| TASKS TO COMPLETE |
A: Reproduce the portion of the testimony that begins with the words containing "I became angry, wild, and" and ends with "do with me.".
B: Write what comes next in the testimony, beginning right after its final sentence.

| SUPPLIED PASSAGE |
● ● ●

“God, save me!” I cried as I fell to my knees in the middle of my dusty garage. Seventeen, I knelt on the ground, crying and pleading, not realizing I was experiencing the work of the Holy Spirit. I had hit rock bottom, literally, in the consequences of my bad choices. Looking back, I can see that.
Growing up, I was aware of God, though I didn’t see Him in my life. Some of my earliest memories include seeing my mother baptized and attending my babysitter’s church. Labeling my family religious or Christian would be a stretch. My mother taught me about God in practical ways and had a profound impact as I witnessed her praying at her bedside every morning. However, other than praying at breakfast and reciting the prayer, “Now, I lay me down to sleep,” I did not understand the power of prayer or have a personal relationship with God.
In addition to my mother, my grandmother and aunt were vital in my upbringing. However, my father was not around. I had many interactions with my dad during my early childhood, but the damage of infidelity and sin plagued my parents’ relationship. They found themselves in a vicious cycle of break-up and make-up. Eventually, my dad married again. Sadly, I got caught in the middle. My relationship with him became a casualty of their warfare. He and his new wife began to build their family, while I became a shadow of his past. Instead of time with him, I received broken and empty promises. Every so often I would be invited to his house, but that stopped when I was about eight years old. Suddenly, my father told me, “My wife is uncomfortable with you,” and I was no longer welcome in their home.
Despite the broken relationship with my dad, I continued to function in what I would call a healthy way. I excelled academically and in extracurricular activities. I had friendships with everyone, but I was unable to commit to any one group. When I turned sixteen, my behavior reflected the effects of growing up without a father. The lyrics to my favorite song, “No Daddy” by Teairra Mari: “I ain’t had no daddy around when I was growing up; that’s why I’m wild, and I don’t give . . . ” This song was relevant, and became my anthem and excuse for my behavior.
I became angry, wild, and rebellious as a broken teenager searching for love in all the wrong places. I searched for love in unhealthy relationships, sports, and eventually harmful substances to temporarily fill the painful void in my heart. Not knowing that I could not find what I looked for in these ways. I experienced mood swings, going from a state of emotional satisfaction to volatile anger and self-loathing. I struggled with the fact that I looked just like my father and that my mother called me a “daddy’s girl.” A daddy’s girl, I thought to myself. He does not want anything to do with me.
By the age of seventeen, my behavior spiraled into an on-again-off-again-on-again relationship with a typical bad boy; he had been to jail, hung out on the streets selling drugs, and drank. He provided me with attention I thought was the love I had been missing. I followed him, regardless of what he did. It started with drinking — and escalated to me being an accomplice to several of his crimes. No one saw it coming.
I had three criminal cases pending against me, and two were felonies. I had never been in this type of trouble in my life, and felt utterly alone. I rebelled against my mother and moved out to be with my boyfriend. He bounced back and forth between the mother of his unborn child and me. The only person I felt I could depend on was myself. I remember my nonchalant attitude about the situation: I do not really care about what happens to me. I am glad my future is not up to me at the moment.

● ● ●

[Point-per-instance localization data]
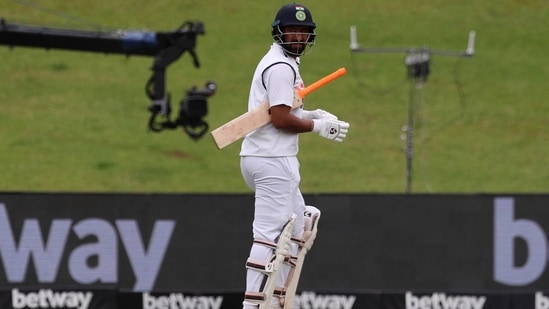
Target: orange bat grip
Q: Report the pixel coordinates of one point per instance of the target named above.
(321, 82)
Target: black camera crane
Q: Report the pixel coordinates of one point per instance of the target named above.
(165, 47)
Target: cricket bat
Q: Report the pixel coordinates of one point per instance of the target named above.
(258, 117)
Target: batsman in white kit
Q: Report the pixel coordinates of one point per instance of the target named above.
(284, 228)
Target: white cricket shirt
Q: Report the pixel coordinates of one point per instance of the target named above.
(275, 79)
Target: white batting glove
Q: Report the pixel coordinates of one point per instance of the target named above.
(317, 114)
(331, 128)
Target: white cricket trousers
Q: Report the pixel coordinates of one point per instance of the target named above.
(275, 181)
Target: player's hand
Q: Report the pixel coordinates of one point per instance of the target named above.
(331, 128)
(317, 114)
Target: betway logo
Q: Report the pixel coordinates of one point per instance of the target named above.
(180, 301)
(47, 253)
(50, 299)
(443, 301)
(506, 230)
(310, 300)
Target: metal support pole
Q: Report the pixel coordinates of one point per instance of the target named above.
(418, 63)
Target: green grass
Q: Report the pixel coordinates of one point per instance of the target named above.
(75, 121)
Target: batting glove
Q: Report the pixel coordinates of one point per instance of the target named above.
(331, 128)
(317, 114)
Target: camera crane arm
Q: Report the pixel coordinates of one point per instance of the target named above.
(165, 47)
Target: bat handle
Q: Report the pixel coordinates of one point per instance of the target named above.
(321, 82)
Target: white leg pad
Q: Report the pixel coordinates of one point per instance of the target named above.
(312, 215)
(270, 270)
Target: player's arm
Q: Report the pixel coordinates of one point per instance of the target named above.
(282, 119)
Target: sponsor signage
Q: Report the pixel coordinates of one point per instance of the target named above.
(139, 243)
(101, 299)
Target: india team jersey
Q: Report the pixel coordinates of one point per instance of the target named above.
(275, 80)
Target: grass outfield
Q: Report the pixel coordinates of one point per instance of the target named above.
(76, 121)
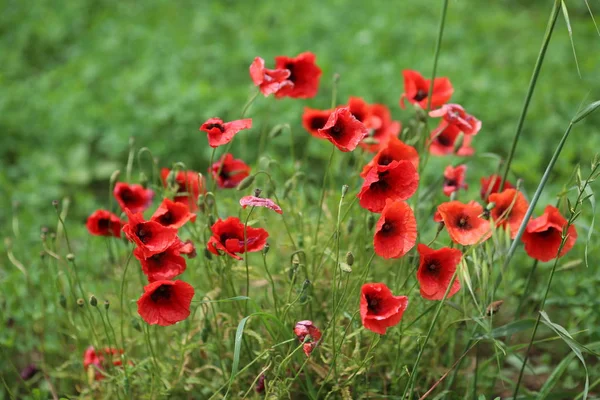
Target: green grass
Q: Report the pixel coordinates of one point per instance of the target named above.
(79, 79)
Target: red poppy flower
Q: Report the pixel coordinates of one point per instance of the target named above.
(464, 223)
(232, 173)
(268, 80)
(396, 230)
(509, 210)
(188, 184)
(387, 129)
(436, 269)
(454, 179)
(379, 308)
(454, 114)
(416, 90)
(228, 236)
(313, 120)
(343, 130)
(254, 201)
(304, 74)
(491, 184)
(304, 329)
(165, 302)
(104, 223)
(220, 133)
(172, 214)
(393, 149)
(150, 236)
(97, 359)
(132, 197)
(443, 142)
(395, 181)
(543, 235)
(164, 265)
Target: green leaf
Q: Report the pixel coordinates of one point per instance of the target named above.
(573, 344)
(566, 15)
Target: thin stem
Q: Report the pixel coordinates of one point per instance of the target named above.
(438, 46)
(532, 84)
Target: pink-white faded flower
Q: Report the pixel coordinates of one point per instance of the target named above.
(304, 329)
(269, 80)
(455, 114)
(259, 202)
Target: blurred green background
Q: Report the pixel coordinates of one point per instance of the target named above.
(79, 78)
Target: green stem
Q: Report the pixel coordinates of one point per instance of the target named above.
(532, 84)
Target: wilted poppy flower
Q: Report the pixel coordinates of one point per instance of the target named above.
(395, 181)
(393, 149)
(304, 329)
(416, 90)
(509, 209)
(97, 359)
(443, 142)
(164, 265)
(454, 179)
(132, 197)
(220, 133)
(343, 130)
(454, 114)
(313, 120)
(464, 222)
(491, 184)
(172, 214)
(150, 236)
(228, 236)
(268, 80)
(543, 235)
(165, 302)
(396, 230)
(231, 173)
(387, 129)
(104, 223)
(379, 308)
(188, 184)
(304, 74)
(436, 269)
(254, 201)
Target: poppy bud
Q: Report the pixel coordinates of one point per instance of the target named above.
(370, 221)
(143, 180)
(136, 324)
(62, 300)
(350, 226)
(349, 258)
(344, 191)
(246, 182)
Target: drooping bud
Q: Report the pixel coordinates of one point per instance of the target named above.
(246, 182)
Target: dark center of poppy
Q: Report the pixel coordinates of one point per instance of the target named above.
(103, 224)
(317, 123)
(143, 234)
(463, 222)
(373, 304)
(218, 126)
(421, 94)
(290, 67)
(162, 293)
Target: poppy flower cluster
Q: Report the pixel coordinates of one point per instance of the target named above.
(159, 249)
(296, 77)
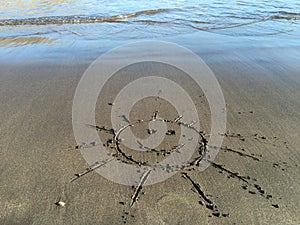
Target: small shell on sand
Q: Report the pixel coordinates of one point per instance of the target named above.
(60, 204)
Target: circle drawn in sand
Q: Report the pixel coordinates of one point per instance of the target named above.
(103, 68)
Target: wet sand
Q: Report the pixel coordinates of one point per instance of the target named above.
(255, 178)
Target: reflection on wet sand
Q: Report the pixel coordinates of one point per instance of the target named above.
(21, 41)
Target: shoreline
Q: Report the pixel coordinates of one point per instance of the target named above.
(38, 155)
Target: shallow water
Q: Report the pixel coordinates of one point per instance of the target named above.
(48, 26)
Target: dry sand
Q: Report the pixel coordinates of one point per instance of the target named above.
(38, 155)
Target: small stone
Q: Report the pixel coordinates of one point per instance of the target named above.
(216, 214)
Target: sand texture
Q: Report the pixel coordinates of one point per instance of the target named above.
(255, 178)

● ● ●

| ANSWERS FOR THE EXERCISE |
A:
I became angry, wild, and rebellious as a broken teenager searching for love in all the wrong places. I searched for love in unhealthy relationships, sports, and eventually harmful substances to temporarily fill the painful void in my heart. Not knowing that I could not find what I looked for in these ways. I experienced mood swings, going from a state of emotional satisfaction to volatile anger and self-loathing. I struggled with the fact that I looked just like my father and that my mother called me a “daddy’s girl.” A daddy’s girl, I thought to myself. He does not want anything to do with me.

B:
I remember sitting in a detective’s office after participating in a crime; guilty as charged. I will never forget the female detective looking me in the face, telling how she had been in my exact situation: fallen for a no-good guy, doing anything to cover for him. She pleaded, “Let this go, let him go.” But I remained stubborn. I lied to her, just as he told me to. I watched disappointment wash over her face. As I walked out, I remember thinking, I will be arrested in a matter of days. Instead, days turned into weeks and weeks into months, with no sign of legal trouble or jail time. But I had to always “look over my shoulder.”
Covered in shame, I moved back home with my mom. Regretting so many past decisions, I sat on the couch thinking my life is over. I then attempted to commit suicide. Methodically gathering every pill in the house and taking them, I sat there sobbing. And then I realized I did not want my mom to come into the house and find me dead. So, I called the police to report a suicide. I did not know the 911 operator would send paramedics. Within minutes they burst into my front door, administered lifesaving drugs, and transported me to the hospital.
When I awoke at the hospital, I saw my mother — and my father. He cried, “This is all my fault.” My heart waxed cold towards him at that moment. I thought, how dare you think you are that important that I would make life or death decisions because of you. I sat silent, waiting to pass a psych exam and go home. Inexplicably, they decided against the mental health test and let me leave within a few hours.
As we left the hospital, my mom received an outpouring of messages on her cell phone. Her grandmother unexpectedly died in the very moments when doctors were attempting to save my life. My thoughts reflected on our last time together. I had shown up on her porch for a visit while I was out on the street. She was sure that I was on drugs. Later that night she had told my mom, “I am praying for God to work in Breezy’s life and bring her back.” The severity of the moment and the divine timing hit me.
A year passed following that meeting in the detective’s office. Finally, the law enforcement officer’s words, my suicide attempt, and the death of my great-grandmother came together in the garage that day. I suddenly became overjoyed with how good God had been to me. I realized that, through all my mess, He was still there and that He somehow loved me. Emotionally overwhelmed, that’s why I fell to my knees and called out to God. That day the Spirit of God moved in my life, and I began to reflect on His influence throughout my childhood and up to that very moment. Though I had misunderstood His presence before, I started to see His grace in a whole new way. He had saved my life.
The beginning of my personal prayer journey was rugged. Though I stood firm concerning my salvation through Jesus, and I knew God’s love for me, I approached Him in fear. I thought, any wrong move and He will cast me out, just like I was cast out of my natural father’s presence. By my mid- twenties, I began to experience God as my Father, who wants good for me.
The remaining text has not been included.